[Records of labeled boxes]
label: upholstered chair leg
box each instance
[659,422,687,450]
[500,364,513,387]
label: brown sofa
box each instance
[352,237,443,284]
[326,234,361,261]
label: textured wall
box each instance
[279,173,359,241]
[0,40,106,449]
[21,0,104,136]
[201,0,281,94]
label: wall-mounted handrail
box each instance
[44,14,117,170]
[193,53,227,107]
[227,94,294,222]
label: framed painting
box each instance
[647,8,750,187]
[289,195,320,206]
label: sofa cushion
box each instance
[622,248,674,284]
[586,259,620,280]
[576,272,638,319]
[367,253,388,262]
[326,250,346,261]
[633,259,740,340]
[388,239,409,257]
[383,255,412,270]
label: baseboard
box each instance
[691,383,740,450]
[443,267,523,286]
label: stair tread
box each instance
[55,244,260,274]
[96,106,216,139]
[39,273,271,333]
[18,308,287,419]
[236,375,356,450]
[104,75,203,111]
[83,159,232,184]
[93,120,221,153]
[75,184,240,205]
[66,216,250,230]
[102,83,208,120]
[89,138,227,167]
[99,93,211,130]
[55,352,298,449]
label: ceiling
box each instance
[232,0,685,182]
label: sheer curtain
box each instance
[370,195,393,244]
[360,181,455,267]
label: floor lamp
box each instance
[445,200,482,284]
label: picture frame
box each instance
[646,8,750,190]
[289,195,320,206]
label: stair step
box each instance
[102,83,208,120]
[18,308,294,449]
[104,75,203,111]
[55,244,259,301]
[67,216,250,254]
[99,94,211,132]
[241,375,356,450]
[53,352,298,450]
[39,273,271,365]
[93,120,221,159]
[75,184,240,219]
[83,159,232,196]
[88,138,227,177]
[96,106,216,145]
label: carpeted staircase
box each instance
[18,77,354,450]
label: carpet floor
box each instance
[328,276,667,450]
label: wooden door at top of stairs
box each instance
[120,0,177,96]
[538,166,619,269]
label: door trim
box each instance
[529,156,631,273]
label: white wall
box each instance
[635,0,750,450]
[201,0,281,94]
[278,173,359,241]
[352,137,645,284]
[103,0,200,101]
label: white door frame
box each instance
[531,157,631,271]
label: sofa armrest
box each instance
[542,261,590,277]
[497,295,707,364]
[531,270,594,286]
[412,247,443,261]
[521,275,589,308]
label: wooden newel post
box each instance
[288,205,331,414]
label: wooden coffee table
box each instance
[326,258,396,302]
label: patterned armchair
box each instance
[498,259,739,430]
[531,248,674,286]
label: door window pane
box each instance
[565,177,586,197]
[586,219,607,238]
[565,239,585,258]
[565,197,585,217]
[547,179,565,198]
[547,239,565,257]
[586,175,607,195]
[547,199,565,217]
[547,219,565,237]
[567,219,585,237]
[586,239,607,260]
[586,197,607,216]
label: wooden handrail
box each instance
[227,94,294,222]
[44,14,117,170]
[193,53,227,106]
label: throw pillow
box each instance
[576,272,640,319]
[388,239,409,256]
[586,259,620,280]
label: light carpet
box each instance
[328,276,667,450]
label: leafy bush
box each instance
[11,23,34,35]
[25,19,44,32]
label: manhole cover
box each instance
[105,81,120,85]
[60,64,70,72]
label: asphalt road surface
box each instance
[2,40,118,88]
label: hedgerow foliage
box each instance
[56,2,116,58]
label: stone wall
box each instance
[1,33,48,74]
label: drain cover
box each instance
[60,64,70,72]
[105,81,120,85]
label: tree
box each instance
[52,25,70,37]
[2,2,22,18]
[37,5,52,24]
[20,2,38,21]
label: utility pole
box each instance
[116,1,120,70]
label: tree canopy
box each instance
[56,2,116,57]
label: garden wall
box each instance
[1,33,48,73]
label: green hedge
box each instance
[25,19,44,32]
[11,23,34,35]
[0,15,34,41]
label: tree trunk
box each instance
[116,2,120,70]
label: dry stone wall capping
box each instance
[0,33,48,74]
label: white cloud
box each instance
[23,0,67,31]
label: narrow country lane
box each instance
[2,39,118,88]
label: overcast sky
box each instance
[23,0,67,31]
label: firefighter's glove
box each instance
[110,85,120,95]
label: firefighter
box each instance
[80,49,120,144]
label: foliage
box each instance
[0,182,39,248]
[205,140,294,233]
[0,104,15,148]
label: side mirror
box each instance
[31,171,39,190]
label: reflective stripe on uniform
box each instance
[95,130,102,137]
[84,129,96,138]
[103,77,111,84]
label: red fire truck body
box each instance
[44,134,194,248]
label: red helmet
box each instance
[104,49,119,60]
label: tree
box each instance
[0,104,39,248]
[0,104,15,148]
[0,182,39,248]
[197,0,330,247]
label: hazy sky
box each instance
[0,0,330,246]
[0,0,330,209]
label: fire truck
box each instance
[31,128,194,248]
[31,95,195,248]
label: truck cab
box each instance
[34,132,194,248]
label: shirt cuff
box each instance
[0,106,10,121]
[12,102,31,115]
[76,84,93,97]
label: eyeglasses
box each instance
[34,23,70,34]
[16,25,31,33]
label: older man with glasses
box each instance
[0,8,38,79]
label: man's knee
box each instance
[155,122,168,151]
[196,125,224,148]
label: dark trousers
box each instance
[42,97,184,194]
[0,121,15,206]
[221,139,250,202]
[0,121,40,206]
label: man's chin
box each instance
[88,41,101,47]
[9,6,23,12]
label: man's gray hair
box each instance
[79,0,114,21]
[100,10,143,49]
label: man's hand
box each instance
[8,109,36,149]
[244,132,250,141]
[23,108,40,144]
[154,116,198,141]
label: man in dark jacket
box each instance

■ **TASK REQUIREMENTS**: Convert the material into a JSON list of strings with one string per line and no blank lines. Begin at the line that contains "label: wooden door at top of stairs" and stop after the line that contains "[586,197,607,216]", including only those lines.

■ **WRITTEN ANSWER**:
[
  "label: wooden door at top of stairs",
  "box each instance",
  "[120,0,177,96]",
  "[538,166,619,269]",
  "label: door trim",
  "box each instance",
  "[529,156,631,273]",
  "label: white wall",
  "box each instance",
  "[635,0,750,450]",
  "[201,0,281,94]",
  "[278,173,359,241]",
  "[352,137,645,284]",
  "[103,0,200,101]",
  "label: white door frame",
  "box each instance",
  "[531,157,631,271]",
  "label: sofa armrest",
  "box each instance",
  "[542,261,590,277]",
  "[497,295,707,364]",
  "[531,270,594,286]",
  "[412,247,443,261]",
  "[521,275,589,308]",
  "label: wooden newel post",
  "box each instance",
  "[288,205,331,414]",
  "label: wooden coffee table",
  "box each instance",
  "[326,258,396,302]",
  "label: patterned armchair",
  "box each instance",
  "[498,259,739,430]",
  "[531,248,674,286]",
  "label: door window pane",
  "box each instance",
  "[565,177,586,197]",
  "[586,219,607,238]",
  "[565,239,585,258]",
  "[565,197,585,217]",
  "[547,179,565,198]",
  "[547,239,565,257]",
  "[586,175,607,195]",
  "[547,199,565,217]",
  "[547,219,565,237]",
  "[567,219,585,237]",
  "[586,239,607,260]",
  "[586,197,607,216]"
]